*Problem:*
Count the lines below that contain the word "uprooted", matching case exactly. Reply with the number only.

[start]

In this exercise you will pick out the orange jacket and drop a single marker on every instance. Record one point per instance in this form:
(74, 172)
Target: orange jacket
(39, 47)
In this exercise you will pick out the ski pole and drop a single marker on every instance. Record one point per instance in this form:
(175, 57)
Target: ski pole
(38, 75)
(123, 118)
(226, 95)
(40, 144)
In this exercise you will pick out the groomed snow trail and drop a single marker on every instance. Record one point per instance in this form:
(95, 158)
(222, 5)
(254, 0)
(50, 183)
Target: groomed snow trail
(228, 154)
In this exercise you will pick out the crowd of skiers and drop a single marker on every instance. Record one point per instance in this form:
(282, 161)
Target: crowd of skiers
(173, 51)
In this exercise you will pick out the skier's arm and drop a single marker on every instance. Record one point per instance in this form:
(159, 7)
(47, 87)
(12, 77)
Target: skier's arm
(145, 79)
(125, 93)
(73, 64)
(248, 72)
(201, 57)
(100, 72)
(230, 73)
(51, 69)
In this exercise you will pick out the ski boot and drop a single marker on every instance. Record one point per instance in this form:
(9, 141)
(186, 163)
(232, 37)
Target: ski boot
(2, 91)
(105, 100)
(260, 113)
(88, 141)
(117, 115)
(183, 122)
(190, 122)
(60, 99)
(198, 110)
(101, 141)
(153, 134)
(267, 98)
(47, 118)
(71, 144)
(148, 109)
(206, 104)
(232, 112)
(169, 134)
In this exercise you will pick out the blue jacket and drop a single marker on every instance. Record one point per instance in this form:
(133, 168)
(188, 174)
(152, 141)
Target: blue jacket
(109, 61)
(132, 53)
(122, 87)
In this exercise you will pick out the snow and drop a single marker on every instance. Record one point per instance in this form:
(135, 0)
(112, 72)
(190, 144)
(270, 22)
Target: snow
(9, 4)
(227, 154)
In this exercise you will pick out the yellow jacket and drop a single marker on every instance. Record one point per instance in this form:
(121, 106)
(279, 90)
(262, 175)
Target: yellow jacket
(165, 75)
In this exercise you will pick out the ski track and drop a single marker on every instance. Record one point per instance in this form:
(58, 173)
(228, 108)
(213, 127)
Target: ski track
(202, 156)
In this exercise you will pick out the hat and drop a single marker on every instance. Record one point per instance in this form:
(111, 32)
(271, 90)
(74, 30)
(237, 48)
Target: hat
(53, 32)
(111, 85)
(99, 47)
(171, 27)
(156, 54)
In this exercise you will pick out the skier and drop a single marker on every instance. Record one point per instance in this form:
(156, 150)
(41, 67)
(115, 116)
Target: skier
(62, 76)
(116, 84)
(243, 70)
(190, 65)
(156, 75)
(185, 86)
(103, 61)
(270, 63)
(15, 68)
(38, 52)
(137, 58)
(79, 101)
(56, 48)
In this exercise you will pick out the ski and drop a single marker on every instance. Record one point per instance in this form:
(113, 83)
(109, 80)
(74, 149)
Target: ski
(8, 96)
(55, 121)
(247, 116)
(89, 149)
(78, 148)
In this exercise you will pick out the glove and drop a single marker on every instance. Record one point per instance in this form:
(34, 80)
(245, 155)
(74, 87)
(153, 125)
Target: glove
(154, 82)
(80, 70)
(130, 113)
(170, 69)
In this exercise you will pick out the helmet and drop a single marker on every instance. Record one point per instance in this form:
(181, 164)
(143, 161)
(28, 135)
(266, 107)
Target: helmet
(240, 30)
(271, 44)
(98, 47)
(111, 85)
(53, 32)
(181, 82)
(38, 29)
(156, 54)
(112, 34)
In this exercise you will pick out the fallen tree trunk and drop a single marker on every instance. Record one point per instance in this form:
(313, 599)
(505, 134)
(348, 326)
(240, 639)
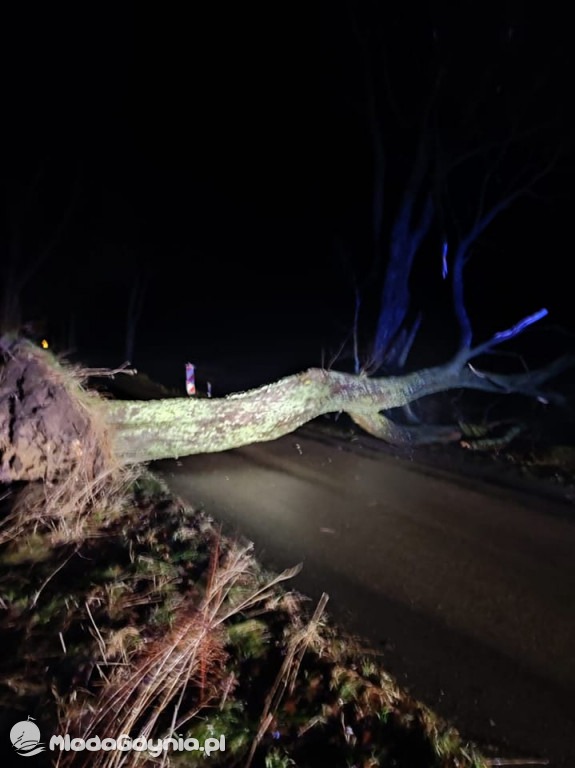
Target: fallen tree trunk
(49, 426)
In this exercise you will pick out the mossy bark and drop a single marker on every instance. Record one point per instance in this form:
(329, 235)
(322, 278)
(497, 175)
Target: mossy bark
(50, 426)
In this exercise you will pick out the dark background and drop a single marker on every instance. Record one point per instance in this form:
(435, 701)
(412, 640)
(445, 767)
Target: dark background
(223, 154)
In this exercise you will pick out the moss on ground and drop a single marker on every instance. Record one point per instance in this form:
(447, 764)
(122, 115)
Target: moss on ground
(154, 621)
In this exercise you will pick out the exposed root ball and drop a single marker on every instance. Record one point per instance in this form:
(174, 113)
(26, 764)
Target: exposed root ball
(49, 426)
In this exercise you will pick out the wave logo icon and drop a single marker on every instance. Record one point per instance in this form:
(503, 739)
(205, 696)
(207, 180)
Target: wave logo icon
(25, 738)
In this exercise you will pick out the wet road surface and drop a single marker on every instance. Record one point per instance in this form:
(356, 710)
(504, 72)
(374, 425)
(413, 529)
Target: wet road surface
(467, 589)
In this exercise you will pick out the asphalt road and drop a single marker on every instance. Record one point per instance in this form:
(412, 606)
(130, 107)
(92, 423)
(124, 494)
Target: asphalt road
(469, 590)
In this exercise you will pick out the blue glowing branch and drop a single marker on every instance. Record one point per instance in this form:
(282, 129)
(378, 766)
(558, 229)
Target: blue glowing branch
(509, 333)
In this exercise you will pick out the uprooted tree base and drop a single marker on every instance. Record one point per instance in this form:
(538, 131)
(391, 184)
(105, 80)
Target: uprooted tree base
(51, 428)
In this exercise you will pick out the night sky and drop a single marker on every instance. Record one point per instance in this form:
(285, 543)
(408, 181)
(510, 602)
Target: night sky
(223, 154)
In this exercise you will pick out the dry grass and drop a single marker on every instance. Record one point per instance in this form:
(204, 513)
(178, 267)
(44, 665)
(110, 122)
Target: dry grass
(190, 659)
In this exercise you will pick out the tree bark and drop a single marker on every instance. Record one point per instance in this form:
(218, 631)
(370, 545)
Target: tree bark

[end]
[start]

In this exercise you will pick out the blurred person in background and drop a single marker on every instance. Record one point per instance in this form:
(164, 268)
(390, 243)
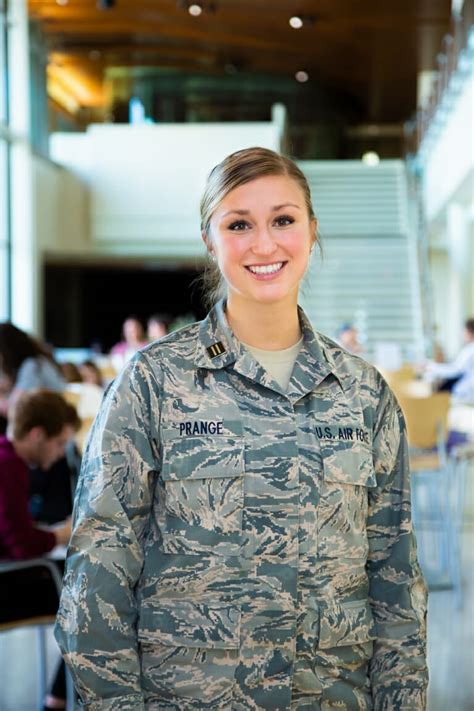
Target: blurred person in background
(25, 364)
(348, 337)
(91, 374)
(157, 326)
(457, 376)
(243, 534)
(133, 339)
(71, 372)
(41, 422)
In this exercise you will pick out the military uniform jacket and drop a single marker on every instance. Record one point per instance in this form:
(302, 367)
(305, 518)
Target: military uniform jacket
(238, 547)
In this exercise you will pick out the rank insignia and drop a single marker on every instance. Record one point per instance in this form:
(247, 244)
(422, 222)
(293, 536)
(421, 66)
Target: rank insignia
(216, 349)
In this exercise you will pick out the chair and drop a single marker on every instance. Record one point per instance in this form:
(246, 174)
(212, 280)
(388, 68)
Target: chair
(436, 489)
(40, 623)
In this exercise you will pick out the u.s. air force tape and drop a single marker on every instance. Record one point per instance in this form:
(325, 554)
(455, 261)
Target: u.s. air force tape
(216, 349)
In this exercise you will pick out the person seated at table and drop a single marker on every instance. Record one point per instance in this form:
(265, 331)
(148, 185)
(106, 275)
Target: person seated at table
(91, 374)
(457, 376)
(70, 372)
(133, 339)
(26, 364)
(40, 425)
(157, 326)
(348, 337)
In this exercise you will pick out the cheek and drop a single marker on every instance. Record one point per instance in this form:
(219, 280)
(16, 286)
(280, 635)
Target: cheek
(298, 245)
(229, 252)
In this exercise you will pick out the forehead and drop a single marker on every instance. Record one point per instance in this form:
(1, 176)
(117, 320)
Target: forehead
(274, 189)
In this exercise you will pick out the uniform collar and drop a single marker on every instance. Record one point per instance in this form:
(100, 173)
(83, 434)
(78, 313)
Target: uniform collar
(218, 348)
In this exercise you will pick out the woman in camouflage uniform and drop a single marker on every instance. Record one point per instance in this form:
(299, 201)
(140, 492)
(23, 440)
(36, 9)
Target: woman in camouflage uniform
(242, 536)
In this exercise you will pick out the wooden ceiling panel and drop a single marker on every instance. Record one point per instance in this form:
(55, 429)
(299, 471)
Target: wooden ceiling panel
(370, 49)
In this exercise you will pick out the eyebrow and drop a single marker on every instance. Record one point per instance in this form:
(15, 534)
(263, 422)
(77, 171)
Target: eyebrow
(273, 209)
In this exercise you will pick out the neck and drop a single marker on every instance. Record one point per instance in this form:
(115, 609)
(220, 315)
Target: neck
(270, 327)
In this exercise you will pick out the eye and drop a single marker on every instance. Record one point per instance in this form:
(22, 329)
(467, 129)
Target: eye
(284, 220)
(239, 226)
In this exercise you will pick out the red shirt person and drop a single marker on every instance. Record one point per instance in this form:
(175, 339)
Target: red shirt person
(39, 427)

[end]

*Solution to the exercise:*
2